◆ **Required task**:
Copy each of the records below word for word, keeping every line identical to the original.

◆ **Data to process**:
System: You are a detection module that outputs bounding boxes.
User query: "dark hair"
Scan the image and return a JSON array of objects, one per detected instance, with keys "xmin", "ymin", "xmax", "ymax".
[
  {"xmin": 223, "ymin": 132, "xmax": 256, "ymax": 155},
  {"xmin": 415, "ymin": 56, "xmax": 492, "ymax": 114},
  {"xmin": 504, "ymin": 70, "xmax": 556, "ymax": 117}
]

◆ **Result below**:
System: You are a detection module that outputs bounding boxes.
User query: "dark hair"
Scan the image and return a JSON array of objects, one per detected instance, with keys "xmin", "ymin", "xmax", "ymax".
[
  {"xmin": 223, "ymin": 132, "xmax": 256, "ymax": 155},
  {"xmin": 415, "ymin": 56, "xmax": 492, "ymax": 114},
  {"xmin": 504, "ymin": 70, "xmax": 556, "ymax": 117}
]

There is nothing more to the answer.